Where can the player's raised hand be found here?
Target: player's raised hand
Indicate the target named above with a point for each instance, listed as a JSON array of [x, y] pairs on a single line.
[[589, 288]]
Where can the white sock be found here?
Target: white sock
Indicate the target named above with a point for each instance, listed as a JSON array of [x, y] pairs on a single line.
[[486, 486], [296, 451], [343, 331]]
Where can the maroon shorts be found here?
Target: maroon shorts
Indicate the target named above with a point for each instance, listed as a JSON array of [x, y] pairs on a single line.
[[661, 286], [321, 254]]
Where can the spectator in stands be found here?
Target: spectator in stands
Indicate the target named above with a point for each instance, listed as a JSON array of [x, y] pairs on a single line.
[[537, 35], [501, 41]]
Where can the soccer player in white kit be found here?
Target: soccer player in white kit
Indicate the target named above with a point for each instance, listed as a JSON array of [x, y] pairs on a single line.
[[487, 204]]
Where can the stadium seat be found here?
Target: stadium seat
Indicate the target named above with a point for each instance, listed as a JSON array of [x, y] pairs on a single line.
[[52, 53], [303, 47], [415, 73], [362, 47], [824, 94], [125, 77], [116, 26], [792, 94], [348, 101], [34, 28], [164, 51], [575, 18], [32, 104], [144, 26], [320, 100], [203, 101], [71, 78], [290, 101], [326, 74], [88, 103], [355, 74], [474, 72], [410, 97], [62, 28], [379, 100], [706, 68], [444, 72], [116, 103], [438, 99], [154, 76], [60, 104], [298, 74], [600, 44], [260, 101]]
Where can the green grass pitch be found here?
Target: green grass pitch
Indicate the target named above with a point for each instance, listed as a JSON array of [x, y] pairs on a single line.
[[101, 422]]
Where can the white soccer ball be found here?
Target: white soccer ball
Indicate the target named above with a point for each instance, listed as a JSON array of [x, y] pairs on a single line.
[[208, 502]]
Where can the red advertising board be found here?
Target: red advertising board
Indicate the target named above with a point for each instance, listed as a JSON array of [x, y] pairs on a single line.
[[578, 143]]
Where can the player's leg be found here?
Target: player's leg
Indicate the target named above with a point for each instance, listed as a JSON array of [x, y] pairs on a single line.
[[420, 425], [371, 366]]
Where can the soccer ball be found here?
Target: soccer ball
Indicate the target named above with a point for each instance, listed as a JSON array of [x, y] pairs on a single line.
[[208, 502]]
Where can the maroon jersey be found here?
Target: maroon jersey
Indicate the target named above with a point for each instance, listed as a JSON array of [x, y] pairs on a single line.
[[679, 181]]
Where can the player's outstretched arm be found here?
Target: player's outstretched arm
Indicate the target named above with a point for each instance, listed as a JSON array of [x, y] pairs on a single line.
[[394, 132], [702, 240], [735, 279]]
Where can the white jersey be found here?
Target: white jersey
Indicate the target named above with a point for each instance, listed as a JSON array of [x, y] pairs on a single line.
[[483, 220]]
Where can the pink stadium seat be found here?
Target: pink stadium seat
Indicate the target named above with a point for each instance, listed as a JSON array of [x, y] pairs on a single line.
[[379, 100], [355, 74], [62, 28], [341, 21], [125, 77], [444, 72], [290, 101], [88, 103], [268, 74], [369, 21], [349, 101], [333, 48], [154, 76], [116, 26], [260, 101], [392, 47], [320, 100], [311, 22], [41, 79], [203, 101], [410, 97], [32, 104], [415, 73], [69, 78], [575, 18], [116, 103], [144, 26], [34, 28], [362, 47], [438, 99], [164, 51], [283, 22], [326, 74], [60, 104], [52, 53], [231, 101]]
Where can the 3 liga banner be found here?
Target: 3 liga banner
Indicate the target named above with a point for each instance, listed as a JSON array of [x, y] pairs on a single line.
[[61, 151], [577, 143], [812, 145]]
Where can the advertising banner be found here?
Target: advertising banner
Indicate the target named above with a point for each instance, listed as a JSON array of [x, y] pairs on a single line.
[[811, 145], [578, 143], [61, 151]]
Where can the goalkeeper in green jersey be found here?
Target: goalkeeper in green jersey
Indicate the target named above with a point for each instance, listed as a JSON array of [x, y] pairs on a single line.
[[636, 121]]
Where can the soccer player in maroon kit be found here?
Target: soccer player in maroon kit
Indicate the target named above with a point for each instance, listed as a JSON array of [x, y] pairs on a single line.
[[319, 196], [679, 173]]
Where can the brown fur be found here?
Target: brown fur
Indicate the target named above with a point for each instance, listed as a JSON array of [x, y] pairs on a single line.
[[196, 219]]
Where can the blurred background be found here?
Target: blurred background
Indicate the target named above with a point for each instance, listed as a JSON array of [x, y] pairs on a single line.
---
-- Stated goal --
Quote every line of the records above verbatim, from the first record through the last.

-- Written answer --
Where can the player's raised hand be found here?
Target: player's raised hand
Indicate the target named above with a point for each instance, listed as a JSON array of [x, y] pairs on a single line.
[[589, 288]]
Where can the white sock be found here?
Target: white sock
Indicate the target named above with a point for each instance, listed as a JSON array of [x, y] pairs on a single line.
[[486, 486], [296, 451], [343, 331]]
Where can the maroon shorts be found here?
Target: maroon shorts
Indicate the target named above with a point for each instance, listed as a JSON array of [x, y] pairs on a single line.
[[661, 286], [321, 254]]
Where can the spectator in stands be found here?
Target: spectator in stands
Indicate the target named above with a point for each instance, listed as a JSON array of [x, y] pairs on a single line.
[[537, 35], [501, 41]]
Where can the soccer player in white kit be found here?
Target: soccer player in white kit
Indicate the target named above with a point for each instance, listed as a JSON array of [x, y] pairs on a single line.
[[487, 204]]
Where can the stadium seat be found here?
Target: stadium seat
Indicate the target named above with a point for each instance, listed as a JSON array of [x, y] pairs on a single line.
[[52, 53], [303, 47], [415, 73], [362, 47], [824, 94], [125, 77], [116, 26], [792, 94], [348, 101], [34, 28], [164, 51], [575, 18], [32, 104], [144, 26], [320, 100], [203, 101], [71, 78], [290, 101], [326, 74], [88, 103], [355, 74], [474, 72], [410, 97], [62, 28], [379, 100], [706, 68], [444, 72], [116, 103], [438, 99], [154, 76], [60, 104], [298, 74], [600, 44], [260, 101]]
Where can the green grass pitch be found here?
Target: green grass pitch
Indicate the target named above with a point for each instance, listed as a JSON array of [x, y] pairs on a single line.
[[101, 422]]
Where can the white soccer ball be found here?
Target: white soccer ball
Indicate the target named above with a point for each instance, listed as a JSON array of [x, y] pairs on a single line.
[[208, 502]]
Where can the red advertising board be found here?
Target: red advertising board
Indicate the target named above with a point for each instance, listed as a JSON array of [x, y] pairs on a single line.
[[578, 143]]
Where can the player's leg be found here?
Target: player's leg
Indicate the target named above with a point for each instance, listed as a JSON array of [x, y] pairs on a single line.
[[420, 425], [371, 366]]
Where can the soccer ball be found here?
Target: soccer ball
Indicate the target named above with a point for each instance, listed as a JSON array of [x, y] pairs on a single line.
[[208, 502]]
Where can the maroon jersey be found here?
Target: maroon jersey
Indicate the target named above with a point for each instance, listed as a JSON array of [x, y] pairs on a single line.
[[679, 181]]
Where can the player's outstretched arm be found here?
Target: player's outstretched arm
Indicate the target named above with a point for each instance, listed as a JSON array of [x, y] pairs on a single line.
[[394, 132], [702, 240], [735, 279]]
Where can the white jersey be found here?
Target: white jersey
Indicate the target named above with a point for each instance, listed as a JSON array of [x, y] pairs on a single line.
[[483, 220]]
Where can the pink stadium seat be found here?
Target: pink stadium seat
Indicate the target named above with a point for each instance, listed as a JSON array of [x, y] pairs on a single line.
[[379, 100], [355, 74], [62, 28], [341, 21], [125, 77], [444, 72], [290, 101], [88, 103], [268, 74], [369, 21], [349, 101], [333, 48], [154, 76], [116, 26], [260, 101], [392, 47], [320, 100], [311, 22], [41, 79], [203, 101], [410, 97], [32, 104], [415, 73], [69, 78], [575, 18], [116, 103], [144, 26], [34, 28], [362, 47], [438, 99], [164, 51], [283, 22], [326, 74], [60, 104], [52, 53], [231, 101]]
Where can the 3 liga banner be found here?
Target: 3 liga banner
Indicate the target named above with a point for each instance, listed as a JSON array of [x, y] pairs on a single line.
[[61, 151], [577, 143], [812, 145]]
Where can the advertising banner be found here?
Target: advertising banner
Indicate the target named above with a point for each instance, listed as a JSON array of [x, y] pairs on a single line.
[[811, 145], [578, 143], [61, 151]]
Where can the goalkeeper in green jersey be found here?
Target: goalkeeper in green jersey
Indicate the target named above with a point for each instance, listed as a JSON array of [x, y] pairs on a single line.
[[636, 121]]
Where can the soccer player in maroon kit be found here?
Target: soccer player in maroon kit
Indicate the target named above with a point for each instance, listed as a JSON array of [x, y] pairs on a single line.
[[319, 196], [679, 173]]
Where can the brown fur be found here?
Target: brown fur
Indicate the target named above with a point for each instance, listed as a JSON array of [x, y] pairs on a single line.
[[196, 219]]
Where can the blurred background be found here?
Target: blurred background
Indicate the target named above with a point for each instance, listed as a JSON array of [x, y] pairs on a single line.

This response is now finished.